===== EXERCISE DATA =====
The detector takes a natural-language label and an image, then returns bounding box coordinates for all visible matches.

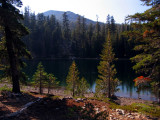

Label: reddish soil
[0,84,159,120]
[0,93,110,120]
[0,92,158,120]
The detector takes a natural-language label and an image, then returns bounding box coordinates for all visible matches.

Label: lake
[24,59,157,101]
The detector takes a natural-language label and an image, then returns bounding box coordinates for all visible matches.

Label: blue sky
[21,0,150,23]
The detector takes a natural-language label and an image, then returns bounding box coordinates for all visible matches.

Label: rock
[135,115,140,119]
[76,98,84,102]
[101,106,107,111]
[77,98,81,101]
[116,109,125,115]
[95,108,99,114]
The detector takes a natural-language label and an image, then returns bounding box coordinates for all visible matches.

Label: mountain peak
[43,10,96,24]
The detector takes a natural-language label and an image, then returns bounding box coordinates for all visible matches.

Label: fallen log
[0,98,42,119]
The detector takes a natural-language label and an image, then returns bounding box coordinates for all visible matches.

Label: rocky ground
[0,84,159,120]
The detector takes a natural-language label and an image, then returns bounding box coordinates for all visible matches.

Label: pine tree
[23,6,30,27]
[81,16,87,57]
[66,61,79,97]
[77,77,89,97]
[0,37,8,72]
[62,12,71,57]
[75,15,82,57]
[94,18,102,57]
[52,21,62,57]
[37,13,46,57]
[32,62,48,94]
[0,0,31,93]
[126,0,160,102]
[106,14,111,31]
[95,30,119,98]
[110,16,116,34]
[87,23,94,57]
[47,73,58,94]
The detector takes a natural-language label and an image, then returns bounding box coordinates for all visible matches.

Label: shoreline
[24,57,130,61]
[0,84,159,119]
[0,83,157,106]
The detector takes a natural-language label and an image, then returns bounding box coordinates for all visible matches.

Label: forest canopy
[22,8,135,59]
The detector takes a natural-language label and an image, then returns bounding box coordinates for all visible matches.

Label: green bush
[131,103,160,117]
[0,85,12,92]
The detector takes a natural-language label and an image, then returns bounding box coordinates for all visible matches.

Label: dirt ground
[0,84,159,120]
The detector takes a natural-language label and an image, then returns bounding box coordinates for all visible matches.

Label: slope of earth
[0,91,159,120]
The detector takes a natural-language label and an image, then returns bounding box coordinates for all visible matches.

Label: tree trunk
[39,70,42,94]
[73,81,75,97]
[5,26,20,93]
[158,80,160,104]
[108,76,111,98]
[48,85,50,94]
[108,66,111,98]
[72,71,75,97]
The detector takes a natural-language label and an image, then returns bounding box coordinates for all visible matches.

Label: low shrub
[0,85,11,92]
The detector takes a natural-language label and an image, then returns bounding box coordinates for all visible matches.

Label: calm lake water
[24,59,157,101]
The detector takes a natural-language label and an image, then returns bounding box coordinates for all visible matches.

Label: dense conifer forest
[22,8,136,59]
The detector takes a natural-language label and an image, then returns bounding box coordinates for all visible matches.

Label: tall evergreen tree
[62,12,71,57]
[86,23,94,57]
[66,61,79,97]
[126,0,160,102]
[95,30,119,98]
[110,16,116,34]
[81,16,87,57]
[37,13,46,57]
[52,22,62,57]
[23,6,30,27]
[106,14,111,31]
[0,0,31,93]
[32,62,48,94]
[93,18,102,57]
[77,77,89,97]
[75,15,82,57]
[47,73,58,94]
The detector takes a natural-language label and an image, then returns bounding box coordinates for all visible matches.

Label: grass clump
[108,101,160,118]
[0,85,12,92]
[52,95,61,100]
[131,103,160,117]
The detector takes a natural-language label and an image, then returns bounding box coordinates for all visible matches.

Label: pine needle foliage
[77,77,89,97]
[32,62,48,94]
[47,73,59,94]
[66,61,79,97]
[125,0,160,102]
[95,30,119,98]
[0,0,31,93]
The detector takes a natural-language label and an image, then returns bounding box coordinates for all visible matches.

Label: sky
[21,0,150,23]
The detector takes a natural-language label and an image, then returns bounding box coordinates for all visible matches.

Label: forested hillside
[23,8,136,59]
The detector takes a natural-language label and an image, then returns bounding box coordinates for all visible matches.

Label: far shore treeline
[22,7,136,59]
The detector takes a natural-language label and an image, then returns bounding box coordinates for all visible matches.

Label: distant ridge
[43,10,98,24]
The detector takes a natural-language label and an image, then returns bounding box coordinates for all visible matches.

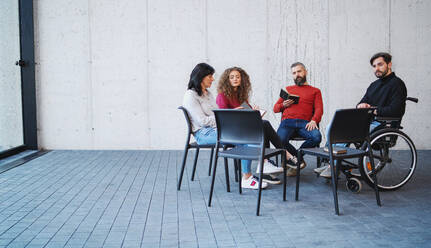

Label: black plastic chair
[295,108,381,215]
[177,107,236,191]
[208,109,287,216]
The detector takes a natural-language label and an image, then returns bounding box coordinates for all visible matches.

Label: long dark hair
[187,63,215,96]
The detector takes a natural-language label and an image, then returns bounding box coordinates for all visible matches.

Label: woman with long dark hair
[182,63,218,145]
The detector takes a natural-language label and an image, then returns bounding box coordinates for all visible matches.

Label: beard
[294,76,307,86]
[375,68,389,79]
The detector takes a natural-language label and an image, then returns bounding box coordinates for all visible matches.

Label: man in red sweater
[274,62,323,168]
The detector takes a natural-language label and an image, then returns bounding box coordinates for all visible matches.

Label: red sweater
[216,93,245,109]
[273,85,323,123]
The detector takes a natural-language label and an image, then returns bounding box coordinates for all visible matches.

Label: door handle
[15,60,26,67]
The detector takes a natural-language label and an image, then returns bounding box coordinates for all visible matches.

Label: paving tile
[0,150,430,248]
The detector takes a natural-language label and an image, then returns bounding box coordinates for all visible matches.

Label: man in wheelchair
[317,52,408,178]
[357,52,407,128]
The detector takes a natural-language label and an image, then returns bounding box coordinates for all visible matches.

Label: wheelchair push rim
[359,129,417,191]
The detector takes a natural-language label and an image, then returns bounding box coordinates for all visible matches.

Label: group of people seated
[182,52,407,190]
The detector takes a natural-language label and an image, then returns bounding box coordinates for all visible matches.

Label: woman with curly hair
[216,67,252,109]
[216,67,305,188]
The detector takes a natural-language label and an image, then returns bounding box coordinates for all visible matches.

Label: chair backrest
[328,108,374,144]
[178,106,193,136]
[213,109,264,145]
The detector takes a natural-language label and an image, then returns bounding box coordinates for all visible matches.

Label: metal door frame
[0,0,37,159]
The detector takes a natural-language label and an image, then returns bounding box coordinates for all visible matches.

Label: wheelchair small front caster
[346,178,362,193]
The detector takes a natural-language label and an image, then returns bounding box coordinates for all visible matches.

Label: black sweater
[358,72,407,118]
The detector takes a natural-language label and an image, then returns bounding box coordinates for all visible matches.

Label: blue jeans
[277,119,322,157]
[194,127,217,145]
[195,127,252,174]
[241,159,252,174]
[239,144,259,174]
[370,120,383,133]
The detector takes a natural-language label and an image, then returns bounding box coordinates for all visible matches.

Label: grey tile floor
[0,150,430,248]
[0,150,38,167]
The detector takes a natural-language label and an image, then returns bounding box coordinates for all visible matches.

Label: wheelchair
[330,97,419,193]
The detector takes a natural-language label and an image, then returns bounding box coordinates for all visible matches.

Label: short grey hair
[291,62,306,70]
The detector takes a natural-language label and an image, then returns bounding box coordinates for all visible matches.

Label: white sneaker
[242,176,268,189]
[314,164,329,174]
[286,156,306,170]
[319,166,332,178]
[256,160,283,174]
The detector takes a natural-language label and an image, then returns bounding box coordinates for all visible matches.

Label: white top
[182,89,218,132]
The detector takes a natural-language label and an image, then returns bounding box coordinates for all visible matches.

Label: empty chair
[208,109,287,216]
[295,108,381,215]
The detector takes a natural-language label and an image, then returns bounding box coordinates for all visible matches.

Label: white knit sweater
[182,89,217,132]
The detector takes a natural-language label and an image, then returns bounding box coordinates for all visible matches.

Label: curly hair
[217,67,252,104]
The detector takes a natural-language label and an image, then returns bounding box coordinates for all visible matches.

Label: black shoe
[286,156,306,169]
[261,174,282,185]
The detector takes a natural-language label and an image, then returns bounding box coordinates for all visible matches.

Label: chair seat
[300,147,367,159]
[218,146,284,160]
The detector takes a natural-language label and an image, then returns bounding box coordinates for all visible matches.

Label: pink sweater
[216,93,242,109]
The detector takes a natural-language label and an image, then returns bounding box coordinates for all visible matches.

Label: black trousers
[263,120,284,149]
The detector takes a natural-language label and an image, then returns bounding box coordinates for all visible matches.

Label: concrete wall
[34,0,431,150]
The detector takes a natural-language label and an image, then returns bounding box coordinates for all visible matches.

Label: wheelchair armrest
=====
§ BRIEF: You are asked to reproduce word for word the line containing "Label: black trousers" and every subsequent line through the end of the entries.

§ SOLVED EXERCISE:
Label: black trousers
[263,120,284,149]
The detector takes a natural-language label and an image, then returns bounding box coordinates for all visible matches.

Label: concrete wall
[34,0,431,150]
The detector takes a natural-language label and an image, then returns bounding box coordinates for all visible matches.

Label: wheelchair armrest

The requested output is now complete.